----- Extrait à lire
Nous voilà disloqués, écartelés entre le culte de la technique et la célébration de la nature.
Les apports des sciences ont tout changé dans nos vies : notre rapport au corps (artificialisation de la procréation...), aux autres (développement de nouvelles formes de communication), au monde (impact sur l'environnement de notre technologie). Nous savons que la connaissance peut apporter le meilleur comme le pire.
« S'il y a du risque, c'est qu'il y a aussi du "jeu", c'est-à-dire des marges de liberté. »Loin de lui l'idée que toutes nos peurs actuelles soient irrationnelles. Mais c'est à nous de choisir le monde dans lequel nous voulons vivre, dit Etienne Klein, qui souhaite que soit réinventée une
« politique de la science ». L'histoire a montré que science et démocratie n'allaient pas toujours de pair. Il nous faut plus que jamais organiser un vaste débat entre scientifiques et citoyens. Réinventer un meilleur accès à la connaissance, seule garantie d'un choix libre, repenser la vulgarisation scientifique, stimuler le désir de comprendre, réérotiser la science, dit-il.
----------
- **Liste des consignes**:
(a) D'après l'extrait, qui souhaite que soit réinventée une « politique de la science » ?
(b) Dressez la liste des rapports que, selon l'extrait, les apports des sciences ont changés dans nos vies, en donnant pour chacun l'exemple indiqué entre parenthèses.
(c) Reproduisez fidèlement le passage de l'extrait qui va de « Nous voilà disloqués, écartelés » jusqu'à « comme le pire. ».
----- Données sources
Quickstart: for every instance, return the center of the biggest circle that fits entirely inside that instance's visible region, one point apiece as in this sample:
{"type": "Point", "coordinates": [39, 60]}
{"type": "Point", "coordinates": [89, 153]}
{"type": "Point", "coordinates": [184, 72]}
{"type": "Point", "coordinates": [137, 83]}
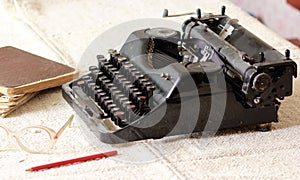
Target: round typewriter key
{"type": "Point", "coordinates": [102, 100]}
{"type": "Point", "coordinates": [94, 74]}
{"type": "Point", "coordinates": [92, 68]}
{"type": "Point", "coordinates": [119, 117]}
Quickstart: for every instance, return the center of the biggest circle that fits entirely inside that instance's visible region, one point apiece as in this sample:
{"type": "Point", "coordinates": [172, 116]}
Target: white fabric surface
{"type": "Point", "coordinates": [62, 30]}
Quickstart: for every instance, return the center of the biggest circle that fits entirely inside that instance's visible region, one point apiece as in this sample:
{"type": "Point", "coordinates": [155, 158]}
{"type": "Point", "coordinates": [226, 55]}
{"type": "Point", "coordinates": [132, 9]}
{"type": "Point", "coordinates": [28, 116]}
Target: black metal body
{"type": "Point", "coordinates": [161, 83]}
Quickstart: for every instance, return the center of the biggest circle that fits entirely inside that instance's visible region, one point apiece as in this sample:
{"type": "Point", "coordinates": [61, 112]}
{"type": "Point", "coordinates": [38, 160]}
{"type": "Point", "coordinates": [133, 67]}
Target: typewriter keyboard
{"type": "Point", "coordinates": [118, 88]}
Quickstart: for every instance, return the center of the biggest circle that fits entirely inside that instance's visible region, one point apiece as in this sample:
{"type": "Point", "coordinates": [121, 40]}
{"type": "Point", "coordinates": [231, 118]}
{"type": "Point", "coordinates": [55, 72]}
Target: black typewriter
{"type": "Point", "coordinates": [215, 74]}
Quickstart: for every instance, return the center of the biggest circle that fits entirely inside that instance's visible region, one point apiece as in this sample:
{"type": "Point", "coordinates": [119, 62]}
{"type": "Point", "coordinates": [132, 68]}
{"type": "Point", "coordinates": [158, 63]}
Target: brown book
{"type": "Point", "coordinates": [22, 72]}
{"type": "Point", "coordinates": [4, 111]}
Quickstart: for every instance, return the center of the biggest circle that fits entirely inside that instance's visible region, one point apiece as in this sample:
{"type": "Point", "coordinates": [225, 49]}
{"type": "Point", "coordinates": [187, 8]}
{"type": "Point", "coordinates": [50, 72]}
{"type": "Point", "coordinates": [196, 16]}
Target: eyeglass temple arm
{"type": "Point", "coordinates": [64, 126]}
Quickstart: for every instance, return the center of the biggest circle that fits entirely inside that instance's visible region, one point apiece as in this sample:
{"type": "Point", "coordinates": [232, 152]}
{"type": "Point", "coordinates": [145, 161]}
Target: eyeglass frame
{"type": "Point", "coordinates": [52, 134]}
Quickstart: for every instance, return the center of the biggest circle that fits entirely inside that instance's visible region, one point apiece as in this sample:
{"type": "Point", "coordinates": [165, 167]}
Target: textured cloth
{"type": "Point", "coordinates": [62, 30]}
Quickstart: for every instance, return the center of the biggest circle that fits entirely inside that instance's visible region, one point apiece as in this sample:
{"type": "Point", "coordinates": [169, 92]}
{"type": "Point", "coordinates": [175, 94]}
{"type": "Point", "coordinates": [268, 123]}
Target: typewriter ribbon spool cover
{"type": "Point", "coordinates": [140, 91]}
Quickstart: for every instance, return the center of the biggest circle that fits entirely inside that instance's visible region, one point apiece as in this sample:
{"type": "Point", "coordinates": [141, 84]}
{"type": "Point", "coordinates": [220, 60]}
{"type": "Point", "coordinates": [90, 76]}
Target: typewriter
{"type": "Point", "coordinates": [215, 74]}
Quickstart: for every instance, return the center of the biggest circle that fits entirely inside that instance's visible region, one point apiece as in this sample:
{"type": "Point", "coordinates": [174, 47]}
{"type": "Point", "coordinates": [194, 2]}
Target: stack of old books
{"type": "Point", "coordinates": [23, 75]}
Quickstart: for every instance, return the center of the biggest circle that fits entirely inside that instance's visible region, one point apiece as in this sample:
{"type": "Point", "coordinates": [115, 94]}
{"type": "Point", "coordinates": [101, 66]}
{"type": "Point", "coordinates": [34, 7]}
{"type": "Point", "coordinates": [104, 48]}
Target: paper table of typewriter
{"type": "Point", "coordinates": [145, 90]}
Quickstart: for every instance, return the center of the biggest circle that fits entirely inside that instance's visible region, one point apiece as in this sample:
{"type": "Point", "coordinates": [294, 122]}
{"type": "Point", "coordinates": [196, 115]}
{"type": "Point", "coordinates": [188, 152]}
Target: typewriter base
{"type": "Point", "coordinates": [264, 127]}
{"type": "Point", "coordinates": [235, 116]}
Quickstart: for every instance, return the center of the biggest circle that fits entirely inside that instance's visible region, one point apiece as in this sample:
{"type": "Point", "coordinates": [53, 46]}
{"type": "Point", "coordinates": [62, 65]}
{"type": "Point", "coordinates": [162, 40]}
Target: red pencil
{"type": "Point", "coordinates": [71, 161]}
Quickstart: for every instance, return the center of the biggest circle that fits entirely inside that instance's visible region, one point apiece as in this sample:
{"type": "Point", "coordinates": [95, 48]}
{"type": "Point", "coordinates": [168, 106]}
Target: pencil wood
{"type": "Point", "coordinates": [72, 161]}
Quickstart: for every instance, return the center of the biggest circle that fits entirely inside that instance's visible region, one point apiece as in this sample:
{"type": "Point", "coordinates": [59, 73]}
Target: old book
{"type": "Point", "coordinates": [4, 111]}
{"type": "Point", "coordinates": [22, 72]}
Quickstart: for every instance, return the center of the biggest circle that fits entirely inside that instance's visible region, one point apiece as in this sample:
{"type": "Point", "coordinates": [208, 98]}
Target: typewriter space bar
{"type": "Point", "coordinates": [89, 106]}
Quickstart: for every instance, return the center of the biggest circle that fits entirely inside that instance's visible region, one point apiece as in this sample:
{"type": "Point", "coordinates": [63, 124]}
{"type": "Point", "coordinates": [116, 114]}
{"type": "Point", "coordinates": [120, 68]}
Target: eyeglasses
{"type": "Point", "coordinates": [33, 139]}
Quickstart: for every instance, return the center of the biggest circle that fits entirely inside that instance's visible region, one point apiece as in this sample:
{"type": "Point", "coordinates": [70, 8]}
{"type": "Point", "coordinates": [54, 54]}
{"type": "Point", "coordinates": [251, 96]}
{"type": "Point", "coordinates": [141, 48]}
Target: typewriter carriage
{"type": "Point", "coordinates": [248, 84]}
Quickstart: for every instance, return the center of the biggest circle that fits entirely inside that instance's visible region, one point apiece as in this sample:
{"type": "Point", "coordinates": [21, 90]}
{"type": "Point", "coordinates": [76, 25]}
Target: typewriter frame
{"type": "Point", "coordinates": [246, 102]}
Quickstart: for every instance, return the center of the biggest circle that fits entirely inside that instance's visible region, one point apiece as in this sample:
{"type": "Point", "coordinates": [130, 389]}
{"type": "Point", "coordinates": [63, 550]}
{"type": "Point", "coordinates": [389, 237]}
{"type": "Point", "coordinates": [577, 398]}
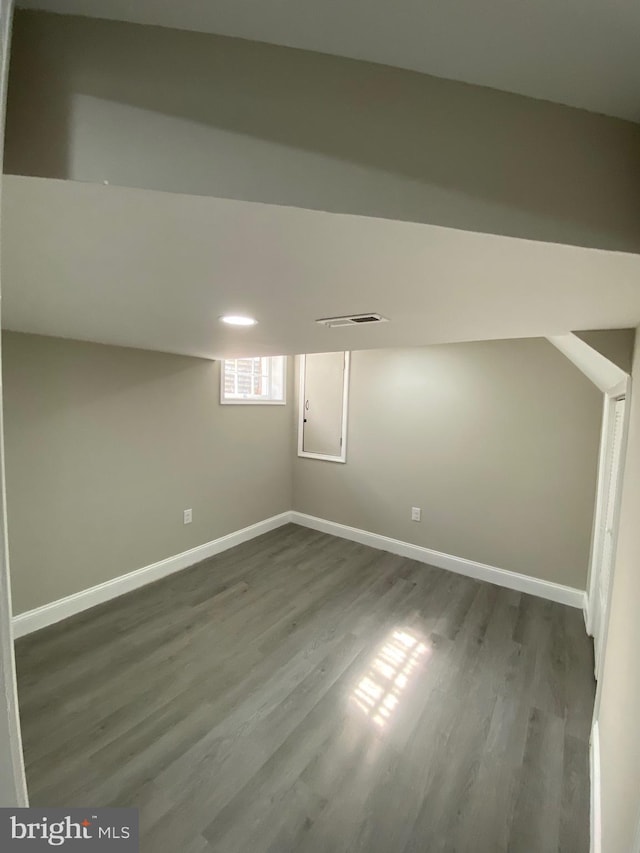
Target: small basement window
{"type": "Point", "coordinates": [253, 380]}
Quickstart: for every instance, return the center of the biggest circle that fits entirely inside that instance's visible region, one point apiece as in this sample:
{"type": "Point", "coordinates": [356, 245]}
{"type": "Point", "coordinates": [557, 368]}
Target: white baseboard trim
{"type": "Point", "coordinates": [48, 614]}
{"type": "Point", "coordinates": [511, 580]}
{"type": "Point", "coordinates": [594, 770]}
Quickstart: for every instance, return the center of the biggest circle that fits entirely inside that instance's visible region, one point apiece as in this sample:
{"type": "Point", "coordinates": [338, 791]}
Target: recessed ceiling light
{"type": "Point", "coordinates": [238, 320]}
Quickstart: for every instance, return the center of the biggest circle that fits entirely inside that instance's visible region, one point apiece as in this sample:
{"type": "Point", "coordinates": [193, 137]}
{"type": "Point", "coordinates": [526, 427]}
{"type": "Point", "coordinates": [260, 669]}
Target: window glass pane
{"type": "Point", "coordinates": [253, 379]}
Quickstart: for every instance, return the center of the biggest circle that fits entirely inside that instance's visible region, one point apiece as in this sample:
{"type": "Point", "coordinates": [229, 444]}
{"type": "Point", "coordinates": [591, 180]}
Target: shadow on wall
{"type": "Point", "coordinates": [181, 111]}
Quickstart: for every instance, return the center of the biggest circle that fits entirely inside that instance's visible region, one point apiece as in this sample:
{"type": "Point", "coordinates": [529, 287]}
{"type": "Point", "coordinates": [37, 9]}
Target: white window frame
{"type": "Point", "coordinates": [345, 412]}
{"type": "Point", "coordinates": [254, 401]}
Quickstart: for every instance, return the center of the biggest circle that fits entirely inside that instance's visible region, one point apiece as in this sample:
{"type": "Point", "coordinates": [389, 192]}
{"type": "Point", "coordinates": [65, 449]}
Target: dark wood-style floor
{"type": "Point", "coordinates": [304, 693]}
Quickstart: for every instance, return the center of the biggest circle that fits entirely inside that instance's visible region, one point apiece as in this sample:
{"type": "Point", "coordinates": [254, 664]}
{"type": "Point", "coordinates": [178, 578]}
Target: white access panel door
{"type": "Point", "coordinates": [323, 402]}
{"type": "Point", "coordinates": [614, 457]}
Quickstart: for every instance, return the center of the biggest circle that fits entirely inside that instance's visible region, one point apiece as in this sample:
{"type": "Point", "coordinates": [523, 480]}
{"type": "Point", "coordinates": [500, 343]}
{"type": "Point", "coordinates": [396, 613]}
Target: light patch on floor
{"type": "Point", "coordinates": [380, 690]}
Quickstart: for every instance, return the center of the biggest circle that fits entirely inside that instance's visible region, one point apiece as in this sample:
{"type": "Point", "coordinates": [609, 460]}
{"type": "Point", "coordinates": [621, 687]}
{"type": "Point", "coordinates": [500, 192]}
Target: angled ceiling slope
{"type": "Point", "coordinates": [582, 53]}
{"type": "Point", "coordinates": [156, 270]}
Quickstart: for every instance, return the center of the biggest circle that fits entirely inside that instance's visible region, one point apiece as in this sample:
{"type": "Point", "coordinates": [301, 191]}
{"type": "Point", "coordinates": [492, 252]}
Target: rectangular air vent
{"type": "Point", "coordinates": [352, 320]}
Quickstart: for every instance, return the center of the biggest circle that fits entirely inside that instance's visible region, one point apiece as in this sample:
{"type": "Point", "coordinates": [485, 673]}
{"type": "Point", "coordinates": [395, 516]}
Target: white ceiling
{"type": "Point", "coordinates": [578, 52]}
{"type": "Point", "coordinates": [155, 270]}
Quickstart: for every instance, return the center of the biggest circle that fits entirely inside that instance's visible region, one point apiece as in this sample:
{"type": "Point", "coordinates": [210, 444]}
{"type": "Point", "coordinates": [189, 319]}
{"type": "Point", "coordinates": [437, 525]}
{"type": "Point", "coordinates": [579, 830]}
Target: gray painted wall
{"type": "Point", "coordinates": [13, 788]}
{"type": "Point", "coordinates": [106, 446]}
{"type": "Point", "coordinates": [188, 112]}
{"type": "Point", "coordinates": [497, 442]}
{"type": "Point", "coordinates": [620, 703]}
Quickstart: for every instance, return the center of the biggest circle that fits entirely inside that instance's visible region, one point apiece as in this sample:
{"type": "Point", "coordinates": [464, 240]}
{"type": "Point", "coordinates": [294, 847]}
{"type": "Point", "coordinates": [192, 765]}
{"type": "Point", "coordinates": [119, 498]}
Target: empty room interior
{"type": "Point", "coordinates": [321, 445]}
----------
- **Réponses dans l'ordre**:
(a) Etienne Klein.

(b)
- Le rapport au corps (artificialisation de la procréation)
- Le rapport aux autres (développement de nouvelles formes de communication)
- Le rapport au monde (impact sur l'environnement de notre technologie)

(c)
Nous voilà disloqués, écartelés entre le culte de la technique et la célébration de la nature.
Les apports des sciences ont tout changé dans nos vies : notre rapport au corps (artificialisation de la procréation...), aux autres (développement de nouvelles formes de communication), au monde (impact sur l'environnement de notre technologie). Nous savons que la connaissance peut apporter le meilleur comme le pire.